[Annotation dataset entries]
☆ ☆ ☆ ☆ ☆ ☆ ☆
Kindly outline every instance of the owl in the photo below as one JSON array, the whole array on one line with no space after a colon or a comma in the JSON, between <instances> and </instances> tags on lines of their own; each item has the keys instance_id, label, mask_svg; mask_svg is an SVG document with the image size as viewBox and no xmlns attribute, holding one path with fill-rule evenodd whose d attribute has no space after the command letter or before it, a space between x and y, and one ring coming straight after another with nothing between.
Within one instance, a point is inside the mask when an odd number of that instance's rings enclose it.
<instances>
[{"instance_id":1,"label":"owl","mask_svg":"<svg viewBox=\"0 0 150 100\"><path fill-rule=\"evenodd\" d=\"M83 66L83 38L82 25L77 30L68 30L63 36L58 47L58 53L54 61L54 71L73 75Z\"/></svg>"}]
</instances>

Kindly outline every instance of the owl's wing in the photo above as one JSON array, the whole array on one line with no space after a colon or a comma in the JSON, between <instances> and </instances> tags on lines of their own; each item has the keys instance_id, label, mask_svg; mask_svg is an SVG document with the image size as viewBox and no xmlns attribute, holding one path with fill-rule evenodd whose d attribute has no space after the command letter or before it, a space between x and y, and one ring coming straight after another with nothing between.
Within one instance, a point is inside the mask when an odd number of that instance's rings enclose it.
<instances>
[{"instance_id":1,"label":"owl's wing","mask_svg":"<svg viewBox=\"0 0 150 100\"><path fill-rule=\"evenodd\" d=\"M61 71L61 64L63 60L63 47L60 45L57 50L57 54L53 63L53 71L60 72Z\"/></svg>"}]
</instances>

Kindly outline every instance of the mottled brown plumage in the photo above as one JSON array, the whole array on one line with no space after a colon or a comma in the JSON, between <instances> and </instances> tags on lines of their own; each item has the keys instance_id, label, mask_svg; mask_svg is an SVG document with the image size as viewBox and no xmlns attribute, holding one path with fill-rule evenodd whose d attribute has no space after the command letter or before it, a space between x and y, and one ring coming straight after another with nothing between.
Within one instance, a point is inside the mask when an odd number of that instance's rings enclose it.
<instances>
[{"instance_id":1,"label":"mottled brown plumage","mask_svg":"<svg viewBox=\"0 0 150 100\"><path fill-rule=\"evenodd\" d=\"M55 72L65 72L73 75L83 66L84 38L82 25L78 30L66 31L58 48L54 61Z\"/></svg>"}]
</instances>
☆ ☆ ☆ ☆ ☆ ☆ ☆
Exercise prompt: Revise the material starting at the line that has "Kindly outline every instance of the mottled" and continuing through the end, with "an odd number" changed to "an uneven number" and every other part left as is.

Task output:
Kindly outline every instance of the mottled brown plumage in the photo above as one JSON array, the whole array on one line with no space after a colon or a comma in the JSON, between <instances> and </instances> tags on lines of their own; each item has the keys instance_id, label, mask_svg; mask_svg is an SVG document with the image size as viewBox and no xmlns attribute, holding one path with fill-rule evenodd whose d attribute has no space after the command letter or before it, a space between x and y, and one ring coming straight after another with nothing between.
Within one instance, a point is inside the mask when an uneven number of that instance's rings enclose it.
<instances>
[{"instance_id":1,"label":"mottled brown plumage","mask_svg":"<svg viewBox=\"0 0 150 100\"><path fill-rule=\"evenodd\" d=\"M55 72L65 72L73 75L83 66L84 38L82 25L78 30L66 31L58 48L54 61Z\"/></svg>"}]
</instances>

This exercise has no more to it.